━━━━━ Input rows ━━━━━

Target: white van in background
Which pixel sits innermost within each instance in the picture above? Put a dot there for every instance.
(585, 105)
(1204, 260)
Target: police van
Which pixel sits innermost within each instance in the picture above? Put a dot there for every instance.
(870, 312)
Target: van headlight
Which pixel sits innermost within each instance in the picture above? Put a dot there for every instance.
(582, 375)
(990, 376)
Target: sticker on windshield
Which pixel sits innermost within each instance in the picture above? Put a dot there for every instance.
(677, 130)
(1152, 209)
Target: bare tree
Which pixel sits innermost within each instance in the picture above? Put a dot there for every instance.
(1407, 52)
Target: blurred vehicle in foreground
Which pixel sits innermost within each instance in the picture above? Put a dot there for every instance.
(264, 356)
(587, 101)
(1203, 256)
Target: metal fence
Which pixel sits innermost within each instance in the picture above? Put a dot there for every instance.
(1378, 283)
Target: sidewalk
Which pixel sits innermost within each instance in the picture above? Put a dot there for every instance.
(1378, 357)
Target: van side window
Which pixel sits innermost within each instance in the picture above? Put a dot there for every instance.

━━━━━
━━━━━ Input rows ━━━━━

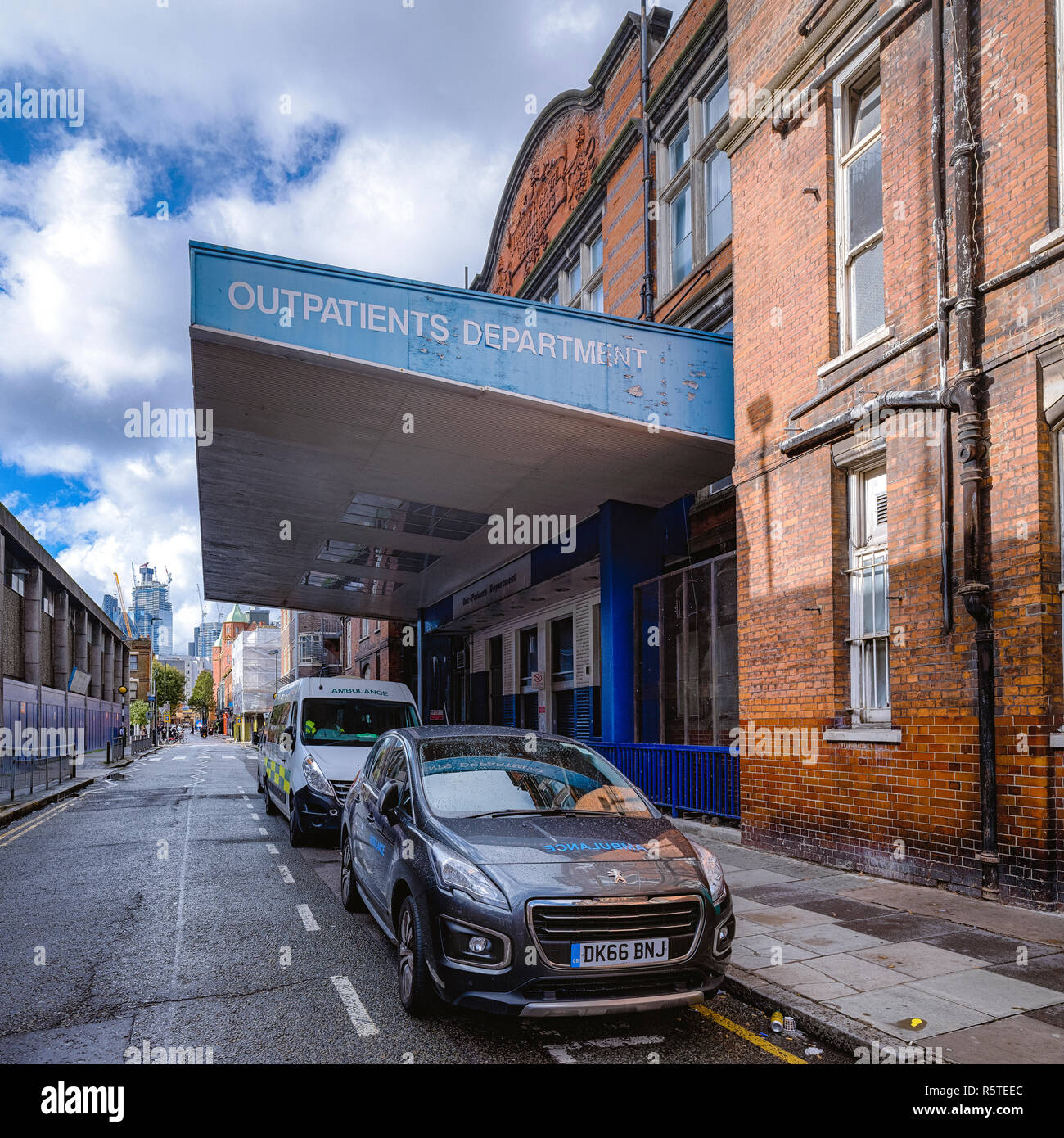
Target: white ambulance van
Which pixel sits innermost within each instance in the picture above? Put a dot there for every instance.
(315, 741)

━━━━━
━━━━━ Input rows ━━━━━

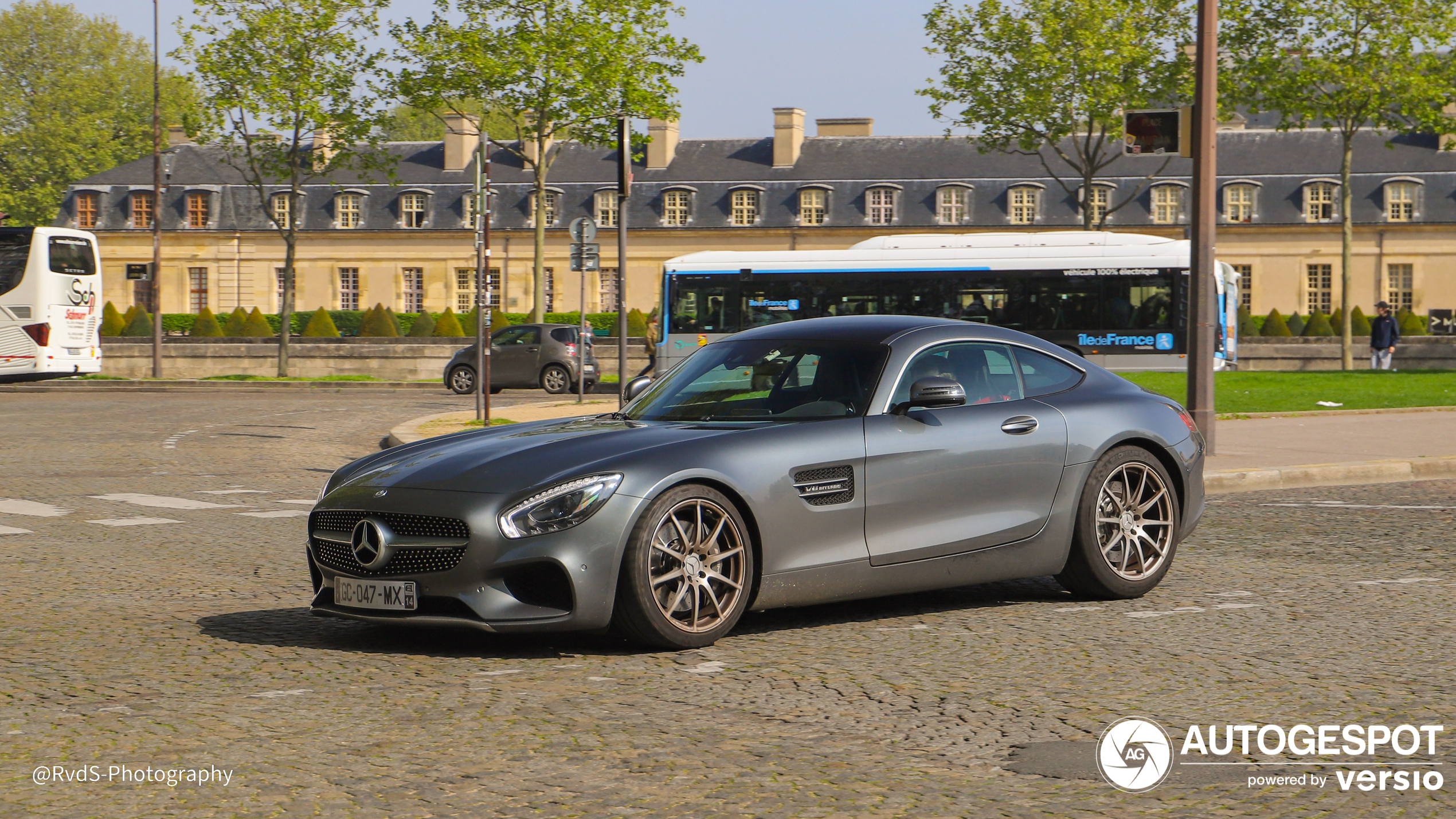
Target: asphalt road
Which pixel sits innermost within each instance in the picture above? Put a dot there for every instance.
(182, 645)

━━━━━

Problem details:
Pick out each line in the records above that contains the word "white", and copy those lines. Case matters.

Solution for this problem:
Target: white van in background
Target: white ambulance van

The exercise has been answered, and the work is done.